WHAT THE EXERCISE ASKS
Lines from the records below that contain the word "above" are to be copied out.

= Beginning of Section =

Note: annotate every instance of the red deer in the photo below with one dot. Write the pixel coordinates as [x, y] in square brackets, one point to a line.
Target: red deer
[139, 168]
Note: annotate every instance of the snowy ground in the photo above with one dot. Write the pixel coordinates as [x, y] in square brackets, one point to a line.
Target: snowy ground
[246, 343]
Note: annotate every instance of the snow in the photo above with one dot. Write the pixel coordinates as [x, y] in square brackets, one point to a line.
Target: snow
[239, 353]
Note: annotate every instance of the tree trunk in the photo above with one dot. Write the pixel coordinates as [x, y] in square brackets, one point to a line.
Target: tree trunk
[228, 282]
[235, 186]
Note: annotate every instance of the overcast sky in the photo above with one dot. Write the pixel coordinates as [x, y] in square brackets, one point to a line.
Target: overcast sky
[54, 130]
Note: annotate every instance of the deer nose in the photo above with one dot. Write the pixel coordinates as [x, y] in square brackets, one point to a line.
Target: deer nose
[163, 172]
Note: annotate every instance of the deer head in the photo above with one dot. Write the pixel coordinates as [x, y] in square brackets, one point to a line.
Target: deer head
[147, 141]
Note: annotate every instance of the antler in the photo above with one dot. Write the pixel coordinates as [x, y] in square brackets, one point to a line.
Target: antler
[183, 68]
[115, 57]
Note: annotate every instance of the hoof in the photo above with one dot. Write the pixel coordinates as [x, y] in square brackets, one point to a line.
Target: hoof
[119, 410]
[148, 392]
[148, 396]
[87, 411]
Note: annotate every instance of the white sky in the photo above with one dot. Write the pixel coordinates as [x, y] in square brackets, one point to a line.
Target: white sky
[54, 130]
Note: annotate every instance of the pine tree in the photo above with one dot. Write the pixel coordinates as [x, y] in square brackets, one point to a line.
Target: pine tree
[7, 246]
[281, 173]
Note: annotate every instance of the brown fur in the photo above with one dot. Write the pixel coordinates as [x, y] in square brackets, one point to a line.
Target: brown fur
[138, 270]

= End of Section =

EXERCISE OUTPUT
Note: annotate every instance of the snowy ground in the photo above with one dot. Write the pixel coordinates as [x, y] in square brackets, one point to a line.
Note: annotate every instance of the snow in the photo above with one dot. Write the pixel coordinates as [x, y] in square brackets, one point to a line.
Note: annotate every instance of the tree trunk in the photo above with one dot. Write the pixel coordinates as [x, y] in square brackets, one point to a line.
Note: annotate every instance of the overcast sky in the photo above with one dot. Write the pixel coordinates as [x, y] in square brackets, one point to a line.
Note: annotate every instance of the deer nose in the photo above with one dot. Write the pixel coordinates as [x, y] in square brackets, one point to a line.
Note: annotate every instance of the deer head in the photo above with one dot. Write the pixel coordinates as [x, y] in square brackets, one point to a line.
Note: annotate every instance of the antler in the photo above with one dot. Write the pixel coordinates as [x, y] in square brackets, one point to a line.
Note: annotate every instance of the hoof in the photo above with one dot. Write the pixel coordinates as [x, y] in square brackets, one point to a line.
Note: annotate every instance of the white sky in the photo above with one dot. Write the pixel coordinates as [x, y] in square brackets, one point to a line.
Note: annotate every instance of the pine tree in the photo above with one dot. Write the pixel coordinates as [x, y] in square brackets, one point to a line.
Note: annotate every instance of the brown fur in the photo above with one dot. Write the pixel coordinates as [x, y] in square brackets, one point to a line.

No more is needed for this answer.